**Problem to work on**. Gather every line from the items below that contains the word "dark", paying attention to case.

━━━ Supplied information

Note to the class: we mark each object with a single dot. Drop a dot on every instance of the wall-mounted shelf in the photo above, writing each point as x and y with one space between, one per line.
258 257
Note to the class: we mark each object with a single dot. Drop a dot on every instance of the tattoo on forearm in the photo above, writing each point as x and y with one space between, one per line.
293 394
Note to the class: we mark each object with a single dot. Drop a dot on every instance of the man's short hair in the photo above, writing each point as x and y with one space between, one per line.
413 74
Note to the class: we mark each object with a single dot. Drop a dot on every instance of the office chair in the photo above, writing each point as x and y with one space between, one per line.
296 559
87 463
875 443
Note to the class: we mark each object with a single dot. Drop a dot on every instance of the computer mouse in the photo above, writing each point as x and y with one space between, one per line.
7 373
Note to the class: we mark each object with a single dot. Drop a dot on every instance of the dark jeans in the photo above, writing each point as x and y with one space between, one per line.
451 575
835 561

━━━━━━
━━━ Supplied information

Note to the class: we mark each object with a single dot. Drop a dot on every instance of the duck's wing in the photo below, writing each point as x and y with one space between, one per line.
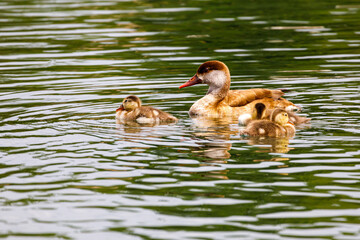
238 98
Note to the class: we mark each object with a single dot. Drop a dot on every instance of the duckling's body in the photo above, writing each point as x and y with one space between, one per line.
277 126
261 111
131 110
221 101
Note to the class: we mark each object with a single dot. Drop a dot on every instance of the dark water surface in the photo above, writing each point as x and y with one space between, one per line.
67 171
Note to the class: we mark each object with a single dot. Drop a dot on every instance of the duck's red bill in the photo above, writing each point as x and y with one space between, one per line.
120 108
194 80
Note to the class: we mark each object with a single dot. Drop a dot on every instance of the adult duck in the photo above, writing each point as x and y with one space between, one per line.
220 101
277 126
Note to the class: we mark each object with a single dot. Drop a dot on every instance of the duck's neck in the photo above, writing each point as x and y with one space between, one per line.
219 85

━━━━━━

**Result**.
Note to the class: we mark each object with a single dot. Drop a dot on every instance of the dark jeans in the photo above, writing each point as x and y with one space between, one per line.
Note to the class: we mark each object with a single dot. Drop a dot on every instance of the dark water surface in the photo above, writing each point as x and y with one space between, one per line.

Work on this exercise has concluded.